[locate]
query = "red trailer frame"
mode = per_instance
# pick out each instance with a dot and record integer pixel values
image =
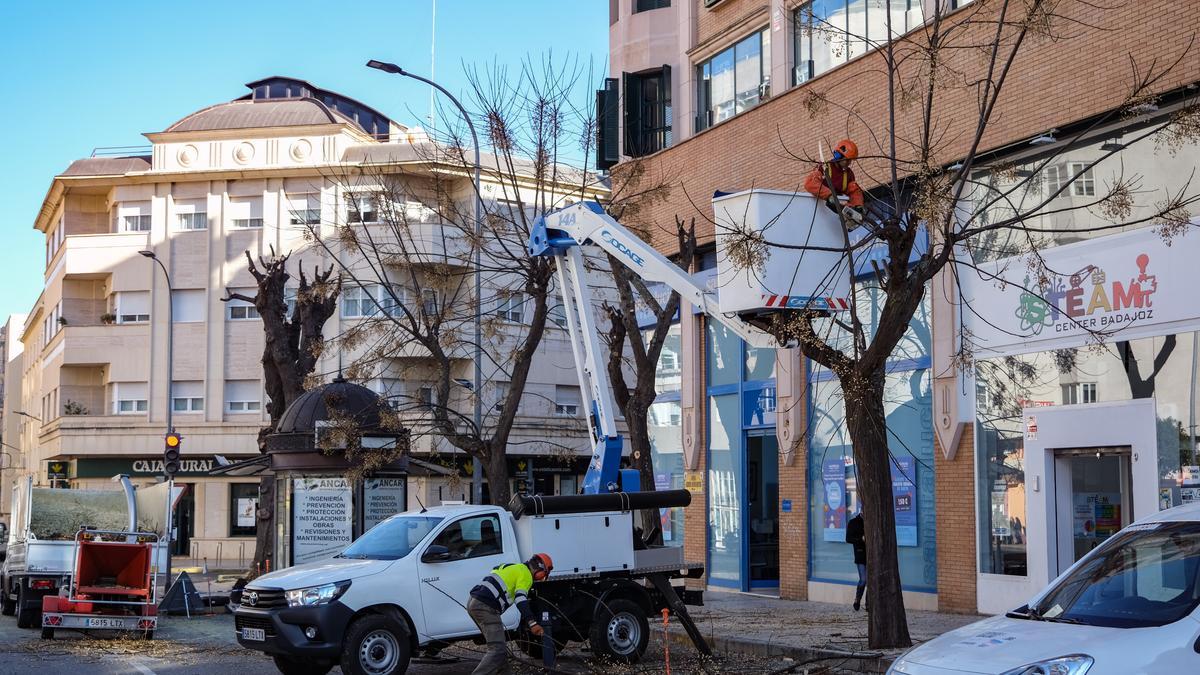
(113, 586)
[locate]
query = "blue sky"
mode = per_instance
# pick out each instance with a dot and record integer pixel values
(79, 75)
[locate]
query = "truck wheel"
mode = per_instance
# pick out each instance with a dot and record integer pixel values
(297, 667)
(376, 644)
(25, 615)
(621, 632)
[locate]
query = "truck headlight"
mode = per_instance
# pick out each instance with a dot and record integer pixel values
(1073, 664)
(316, 595)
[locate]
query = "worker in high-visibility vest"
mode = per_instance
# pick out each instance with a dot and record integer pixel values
(507, 585)
(834, 180)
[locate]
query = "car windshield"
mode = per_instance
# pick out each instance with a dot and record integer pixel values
(393, 538)
(1146, 575)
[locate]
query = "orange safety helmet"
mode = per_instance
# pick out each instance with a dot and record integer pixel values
(845, 149)
(540, 566)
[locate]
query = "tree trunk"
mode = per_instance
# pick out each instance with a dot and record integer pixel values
(865, 419)
(641, 458)
(496, 469)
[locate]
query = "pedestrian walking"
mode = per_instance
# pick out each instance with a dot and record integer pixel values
(856, 536)
(507, 585)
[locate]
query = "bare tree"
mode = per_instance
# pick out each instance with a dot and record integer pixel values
(625, 338)
(292, 350)
(977, 204)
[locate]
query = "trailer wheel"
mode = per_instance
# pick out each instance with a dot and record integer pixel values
(297, 667)
(7, 605)
(621, 632)
(25, 615)
(376, 644)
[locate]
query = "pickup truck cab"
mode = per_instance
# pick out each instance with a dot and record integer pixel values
(1132, 605)
(403, 585)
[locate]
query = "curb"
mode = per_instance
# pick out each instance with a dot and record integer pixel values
(857, 662)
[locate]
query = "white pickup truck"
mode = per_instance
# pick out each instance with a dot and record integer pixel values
(402, 589)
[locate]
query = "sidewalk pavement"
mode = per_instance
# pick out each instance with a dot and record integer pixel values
(804, 631)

● ● ● ● ●

Update the items from the start through the line with "(1146, 575)", both ends included, by replacing "high-visibility vest" with "reflective vest" and leaving everything else unchanged. Omit the pictures from your answer.

§ COMPLETE OUTPUT
[locate]
query = "red trailer frame"
mode = per_instance
# pick out each instance with a dot and record integer pixel values
image =
(113, 586)
[locate]
query = "blue sky"
mode = per_instance
# pick out each instance with a dot and record integer pixel values
(79, 75)
[locate]
query = "truck wheel"
mode = per_instance
# pick out each instance with a dot and record integer pixel values
(297, 667)
(376, 644)
(25, 615)
(621, 632)
[locate]
query = "truck headlight"
mode = per_instance
# pick out each instance with a dot and record integer pixel values
(1073, 664)
(316, 595)
[locate]
query = "worker in reflective vest"
mode = per_instance
# pick out each instance with a dot and record integer pixel values
(507, 585)
(834, 180)
[locate]
query = "car windshield"
mode = per_instance
# pick out each instance with a dot and record integer pixel values
(393, 538)
(1146, 575)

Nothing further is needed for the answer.